## What to do
What you return must match the data below exactly, minus any pictures.

[Stored data]
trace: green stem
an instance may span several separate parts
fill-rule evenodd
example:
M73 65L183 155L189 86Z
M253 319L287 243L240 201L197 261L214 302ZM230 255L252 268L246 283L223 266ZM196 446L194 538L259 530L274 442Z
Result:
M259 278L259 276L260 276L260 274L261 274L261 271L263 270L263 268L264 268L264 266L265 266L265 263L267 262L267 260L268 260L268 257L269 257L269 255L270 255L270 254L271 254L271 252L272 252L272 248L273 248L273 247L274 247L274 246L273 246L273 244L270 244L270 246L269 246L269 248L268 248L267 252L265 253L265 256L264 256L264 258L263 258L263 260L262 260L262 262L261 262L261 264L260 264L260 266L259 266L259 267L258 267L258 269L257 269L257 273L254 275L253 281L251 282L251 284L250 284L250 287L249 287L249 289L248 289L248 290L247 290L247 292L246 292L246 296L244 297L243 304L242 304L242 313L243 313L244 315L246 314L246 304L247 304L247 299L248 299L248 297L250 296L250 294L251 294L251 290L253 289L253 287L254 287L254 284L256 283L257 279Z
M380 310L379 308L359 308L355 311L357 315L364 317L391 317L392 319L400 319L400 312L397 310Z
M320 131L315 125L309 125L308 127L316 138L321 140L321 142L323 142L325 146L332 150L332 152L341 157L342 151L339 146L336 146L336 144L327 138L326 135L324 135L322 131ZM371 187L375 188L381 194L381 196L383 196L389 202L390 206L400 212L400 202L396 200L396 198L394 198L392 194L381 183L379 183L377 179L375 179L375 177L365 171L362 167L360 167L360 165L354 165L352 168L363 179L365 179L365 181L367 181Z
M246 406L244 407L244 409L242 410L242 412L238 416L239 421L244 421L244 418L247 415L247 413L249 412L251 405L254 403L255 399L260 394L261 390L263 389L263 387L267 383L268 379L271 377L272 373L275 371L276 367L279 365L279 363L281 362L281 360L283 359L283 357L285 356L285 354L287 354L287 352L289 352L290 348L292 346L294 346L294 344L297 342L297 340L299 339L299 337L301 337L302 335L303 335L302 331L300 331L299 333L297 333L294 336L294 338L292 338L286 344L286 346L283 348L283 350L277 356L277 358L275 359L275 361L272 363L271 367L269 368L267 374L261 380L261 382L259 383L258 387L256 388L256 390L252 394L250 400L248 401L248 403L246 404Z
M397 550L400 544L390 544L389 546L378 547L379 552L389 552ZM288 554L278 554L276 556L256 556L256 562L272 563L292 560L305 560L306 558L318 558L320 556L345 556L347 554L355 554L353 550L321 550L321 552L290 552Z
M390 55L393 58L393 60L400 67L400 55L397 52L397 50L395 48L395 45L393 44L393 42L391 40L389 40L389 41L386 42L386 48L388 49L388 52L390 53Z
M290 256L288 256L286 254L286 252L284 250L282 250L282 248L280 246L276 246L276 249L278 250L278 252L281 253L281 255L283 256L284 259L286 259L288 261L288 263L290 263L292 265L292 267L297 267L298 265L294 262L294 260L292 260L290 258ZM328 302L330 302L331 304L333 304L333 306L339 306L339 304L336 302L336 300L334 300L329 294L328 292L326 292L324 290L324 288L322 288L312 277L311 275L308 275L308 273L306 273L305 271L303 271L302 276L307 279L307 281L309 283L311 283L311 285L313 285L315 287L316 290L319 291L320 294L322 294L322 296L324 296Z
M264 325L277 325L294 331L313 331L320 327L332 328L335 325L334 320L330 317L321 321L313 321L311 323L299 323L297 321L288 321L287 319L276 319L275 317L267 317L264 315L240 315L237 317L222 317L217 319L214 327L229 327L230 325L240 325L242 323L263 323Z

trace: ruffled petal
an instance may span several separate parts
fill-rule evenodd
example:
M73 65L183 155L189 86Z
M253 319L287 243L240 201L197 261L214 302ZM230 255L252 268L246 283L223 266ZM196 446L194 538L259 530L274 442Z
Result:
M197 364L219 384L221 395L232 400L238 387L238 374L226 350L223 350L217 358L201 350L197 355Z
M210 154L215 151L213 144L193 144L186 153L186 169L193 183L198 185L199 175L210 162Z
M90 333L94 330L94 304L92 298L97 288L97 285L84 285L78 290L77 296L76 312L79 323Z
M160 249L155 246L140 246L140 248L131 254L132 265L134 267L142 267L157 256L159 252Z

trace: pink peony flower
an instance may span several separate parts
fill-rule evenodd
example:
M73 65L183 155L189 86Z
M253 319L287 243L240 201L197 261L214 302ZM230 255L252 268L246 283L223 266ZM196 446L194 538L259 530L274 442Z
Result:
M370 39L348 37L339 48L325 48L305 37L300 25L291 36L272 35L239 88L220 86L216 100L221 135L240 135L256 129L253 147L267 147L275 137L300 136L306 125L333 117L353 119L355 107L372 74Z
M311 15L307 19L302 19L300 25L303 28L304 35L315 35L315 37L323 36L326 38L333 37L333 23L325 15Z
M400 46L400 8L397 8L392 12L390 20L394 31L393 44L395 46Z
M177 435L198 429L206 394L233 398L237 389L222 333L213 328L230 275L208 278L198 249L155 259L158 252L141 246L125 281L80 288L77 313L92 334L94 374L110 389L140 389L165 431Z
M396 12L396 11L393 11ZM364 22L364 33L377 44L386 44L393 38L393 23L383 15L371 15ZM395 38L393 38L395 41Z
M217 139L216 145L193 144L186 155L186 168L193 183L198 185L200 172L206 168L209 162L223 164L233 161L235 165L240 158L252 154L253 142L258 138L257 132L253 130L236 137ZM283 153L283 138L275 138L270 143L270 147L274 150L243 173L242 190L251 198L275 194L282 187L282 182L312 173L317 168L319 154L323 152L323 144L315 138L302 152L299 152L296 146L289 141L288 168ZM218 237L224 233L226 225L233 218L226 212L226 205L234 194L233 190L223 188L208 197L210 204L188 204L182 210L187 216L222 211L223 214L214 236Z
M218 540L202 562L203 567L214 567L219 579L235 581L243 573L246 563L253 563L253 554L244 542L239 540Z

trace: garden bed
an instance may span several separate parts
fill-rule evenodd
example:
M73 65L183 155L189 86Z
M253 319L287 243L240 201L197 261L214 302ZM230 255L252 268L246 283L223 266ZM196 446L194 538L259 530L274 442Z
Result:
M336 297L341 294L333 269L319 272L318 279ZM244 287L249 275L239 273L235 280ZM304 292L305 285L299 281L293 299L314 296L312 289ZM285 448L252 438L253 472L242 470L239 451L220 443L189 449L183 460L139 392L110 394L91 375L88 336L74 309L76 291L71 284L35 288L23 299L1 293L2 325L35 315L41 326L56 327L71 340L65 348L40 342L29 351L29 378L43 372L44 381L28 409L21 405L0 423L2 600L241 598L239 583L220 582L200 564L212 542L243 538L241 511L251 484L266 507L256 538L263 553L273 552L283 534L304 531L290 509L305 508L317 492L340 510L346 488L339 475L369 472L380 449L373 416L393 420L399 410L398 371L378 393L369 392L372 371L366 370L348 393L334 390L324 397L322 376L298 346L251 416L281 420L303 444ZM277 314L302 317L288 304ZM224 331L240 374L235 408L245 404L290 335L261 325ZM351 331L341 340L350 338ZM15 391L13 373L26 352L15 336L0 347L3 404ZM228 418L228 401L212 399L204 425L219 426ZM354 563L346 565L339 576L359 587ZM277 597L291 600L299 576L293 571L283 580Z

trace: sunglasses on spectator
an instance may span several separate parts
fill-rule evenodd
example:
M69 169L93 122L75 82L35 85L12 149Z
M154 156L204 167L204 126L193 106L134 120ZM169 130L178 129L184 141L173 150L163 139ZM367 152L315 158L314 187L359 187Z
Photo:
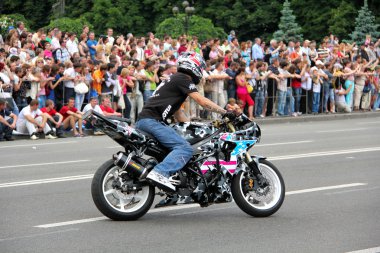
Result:
M44 63L43 61L37 61L37 63Z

## Task result
trace: green stem
an instance may span several separate parts
fill-rule evenodd
example:
M73 65L183 155L189 86Z
M253 319L287 243L240 201L197 261L214 302ZM230 255L252 268L246 283L223 266ZM196 446L194 538L259 530L274 442Z
Result:
M259 278L259 276L260 276L260 274L261 274L261 271L263 270L263 268L264 268L264 266L265 266L265 263L267 262L267 260L268 260L268 257L269 257L269 255L270 255L270 254L271 254L271 252L272 252L272 248L273 248L273 247L274 247L274 246L273 246L273 244L270 244L270 246L269 246L269 248L268 248L267 252L265 253L265 256L264 256L264 258L263 258L263 260L262 260L262 262L261 262L261 264L260 264L260 266L259 266L259 267L258 267L258 269L257 269L257 273L254 275L253 281L251 282L251 284L250 284L250 287L249 287L249 289L248 289L248 290L247 290L247 292L246 292L246 296L244 297L243 304L242 304L242 313L243 313L244 315L246 314L246 304L247 304L247 299L248 299L248 297L250 296L250 294L251 294L251 290L253 289L253 287L254 287L254 284L256 283L257 279Z
M380 310L379 308L359 308L355 311L357 315L364 317L391 317L392 319L400 319L400 312L397 310Z
M320 131L315 125L309 125L308 127L316 138L321 140L321 142L323 142L325 146L332 150L332 152L341 157L342 151L339 146L336 146L336 144L327 138L326 135L324 135L322 131ZM371 187L375 188L381 194L381 196L383 196L389 202L390 206L400 212L400 202L396 200L396 198L394 198L392 194L381 183L379 183L377 179L375 179L375 177L365 171L362 167L360 167L360 165L354 165L352 168L363 179L365 179L365 181L367 181Z
M246 406L244 407L244 409L242 410L242 412L238 416L239 421L244 421L244 418L247 415L247 413L249 412L251 405L254 403L255 399L260 394L261 390L263 389L263 387L267 383L268 379L271 377L272 373L275 371L276 367L279 365L279 363L281 362L281 360L283 359L283 357L285 356L285 354L287 354L287 352L289 352L290 348L292 346L294 346L294 344L297 342L297 340L299 339L299 337L301 337L302 335L303 335L302 331L300 331L299 333L297 333L294 336L294 338L292 338L286 344L286 346L283 348L283 350L277 356L277 358L275 359L275 361L272 363L271 367L269 368L267 374L261 380L261 382L259 383L258 387L256 388L256 390L252 394L250 400L248 401L248 403L246 404Z
M397 550L400 544L390 544L389 546L378 547L379 552L389 552ZM288 554L278 554L276 556L256 556L256 562L272 563L292 560L305 560L306 558L318 558L320 556L345 556L347 554L355 554L353 550L321 550L321 552L290 552Z
M390 55L393 58L393 60L400 67L400 55L397 52L397 50L395 48L395 45L393 44L393 42L391 40L389 40L389 41L386 42L386 48L388 49L388 52L390 53Z
M290 256L288 256L286 254L286 252L284 250L282 250L282 248L280 246L276 246L276 249L278 250L278 252L281 253L281 255L283 256L284 259L286 259L288 261L288 263L290 263L292 265L292 267L297 267L298 265L294 262L294 260L292 260L290 258ZM328 302L330 302L331 304L333 304L333 306L339 306L339 304L336 302L336 300L334 300L329 294L328 292L326 292L324 290L324 288L322 288L312 277L311 275L308 275L308 273L306 273L305 271L303 271L302 276L307 279L307 281L309 283L311 283L311 285L313 285L315 287L316 290L319 291L320 294L322 294L322 296L324 296Z
M264 325L277 325L294 331L313 331L320 327L332 328L335 325L334 320L330 317L321 321L313 321L311 323L299 323L297 321L288 321L287 319L276 319L275 317L267 317L264 315L240 315L237 317L222 317L217 319L214 327L229 327L230 325L240 325L242 323L263 323Z

trace: ruffled petal
an instance may span several separate parts
fill-rule evenodd
example:
M73 65L183 155L189 86Z
M253 319L287 243L240 201L197 261L214 302ZM230 255L252 268L246 283L223 266ZM196 446L194 538L259 530L274 442Z
Result:
M197 364L219 384L221 395L232 400L238 387L238 374L226 350L223 350L217 358L201 350L197 355Z
M210 154L215 151L213 144L193 144L186 153L186 169L193 183L198 185L199 175L210 162Z
M90 333L94 330L94 304L92 298L97 288L97 285L84 285L78 290L77 296L76 312L79 323Z
M160 249L155 246L140 246L140 248L131 254L132 265L134 267L142 267L157 256L159 252Z

trace: pink peony flower
an instance may span several separate parts
fill-rule evenodd
example:
M73 65L183 155L189 86Z
M253 319L287 243L240 201L197 261L214 302ZM230 255L252 268L246 283L223 266ZM196 446L194 538L259 530L274 442Z
Result:
M370 39L348 37L339 48L325 48L305 37L300 25L291 36L272 35L239 88L220 86L216 100L221 135L240 135L256 129L253 147L267 147L275 137L300 136L306 125L333 117L353 119L355 107L372 74Z
M311 15L307 19L302 19L300 25L303 28L304 35L315 35L315 37L323 36L326 38L333 37L333 23L325 15Z
M400 46L400 8L397 8L392 12L390 20L394 31L393 44L395 46Z
M177 435L198 429L206 394L233 398L237 389L222 333L213 328L230 275L208 278L198 249L155 259L158 252L141 246L125 281L80 288L77 313L92 334L94 374L110 389L140 389L165 431Z
M396 12L396 11L393 11ZM364 22L364 33L377 44L386 44L393 38L393 23L383 15L371 15ZM395 38L393 38L395 41Z
M217 139L216 145L193 144L186 155L186 168L193 183L198 185L200 172L206 168L209 162L223 164L233 161L235 165L240 158L252 154L253 142L258 138L257 132L253 130L236 137ZM283 153L283 138L275 138L270 143L270 147L274 150L243 173L242 190L251 198L275 194L282 187L282 182L312 173L317 168L319 154L323 152L323 144L315 138L302 152L299 152L296 146L289 141L288 168ZM218 237L224 233L226 225L233 218L226 212L226 205L234 194L233 190L223 188L208 197L210 204L188 204L182 210L187 216L222 211L223 214L214 236Z
M218 540L202 562L203 567L214 567L219 579L235 581L243 573L246 563L253 563L253 554L244 542L239 540Z

trace: garden bed
an instance may span several separate parts
fill-rule evenodd
example:
M73 65L183 155L189 86Z
M253 319L287 243L240 201L197 261L214 302ZM230 255L252 268L246 283L223 266ZM196 446L194 538L259 530L274 442Z
Result:
M336 297L341 294L333 269L319 272L318 279ZM244 287L249 275L239 273L235 280ZM304 292L305 285L299 281L293 299L314 296L312 289ZM285 448L252 438L253 472L242 470L239 451L220 443L189 449L183 460L139 392L110 394L91 375L88 336L74 309L76 291L71 284L35 288L23 299L1 293L2 325L35 315L41 326L56 327L71 340L65 348L40 342L29 351L29 378L43 372L44 381L28 409L21 405L0 423L2 600L241 598L239 583L220 582L200 564L212 542L243 538L241 511L251 484L266 507L256 538L263 553L273 552L283 534L304 531L290 509L305 508L317 492L340 510L346 488L339 475L369 472L380 449L373 416L393 420L399 410L398 371L378 393L369 392L372 371L366 370L348 393L334 390L324 397L322 376L298 346L251 416L281 420L303 444ZM277 314L302 317L288 304ZM224 331L240 374L235 408L245 404L290 335L261 325ZM351 331L341 340L350 338ZM15 391L13 373L26 352L15 336L0 347L3 404ZM228 418L228 401L212 399L204 425L219 426ZM354 563L346 565L339 576L359 587ZM277 597L291 600L299 576L293 571L283 580Z

trace: sunglasses on spectator
an instance may span several separate parts
fill-rule evenodd
example:
M69 169L93 122L75 82L35 85L12 149Z
M154 156L204 167L204 126L193 106L134 120ZM169 130L178 129L184 141L173 150L163 139ZM367 152L315 158L314 187L359 187Z
Photo:
Result:
M44 63L43 61L37 61L37 63Z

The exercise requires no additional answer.